» **Problem to solve**:
Return each of the rows below word for word, with nothing changed.

Items from a labeling collection:
::::::::::

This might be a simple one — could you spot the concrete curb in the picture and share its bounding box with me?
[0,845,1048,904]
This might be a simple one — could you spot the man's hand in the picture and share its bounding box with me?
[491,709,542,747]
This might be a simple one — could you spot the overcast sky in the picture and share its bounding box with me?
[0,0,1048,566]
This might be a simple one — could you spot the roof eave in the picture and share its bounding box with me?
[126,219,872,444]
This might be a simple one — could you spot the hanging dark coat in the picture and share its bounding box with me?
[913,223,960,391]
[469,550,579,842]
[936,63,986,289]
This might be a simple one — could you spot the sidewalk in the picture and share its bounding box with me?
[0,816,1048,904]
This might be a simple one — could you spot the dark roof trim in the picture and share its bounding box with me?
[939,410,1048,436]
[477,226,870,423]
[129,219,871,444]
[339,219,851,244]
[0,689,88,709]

::::::::::

» **In response**:
This might be a simple one — could you spot the concrete curb in the picture and share its bounding box with me?
[0,845,1048,904]
This might be a simple one — could you spot the man's hand in the picture and share its bounding box with me?
[491,709,542,747]
This might be a simple one — could you spot the overcast sky in the picture and share its bounding box with me?
[0,0,1048,566]
This might be a simple one — could you spot the roof eave in the picture and share its bounding box with me?
[126,219,872,444]
This might be a simple one — could you spot the hanging dark coat in the picture and share its bounding box with me?
[913,223,960,391]
[469,550,579,842]
[936,63,986,289]
This might be a simple one — could you spot the sidewalk in the picture and share its bounding box with me?
[0,816,1048,904]
This might be a simple one — could you spot the dark roof trim in the picture and share its bounding box with me?
[939,410,1048,436]
[477,226,870,423]
[129,219,871,444]
[339,219,851,244]
[0,689,88,709]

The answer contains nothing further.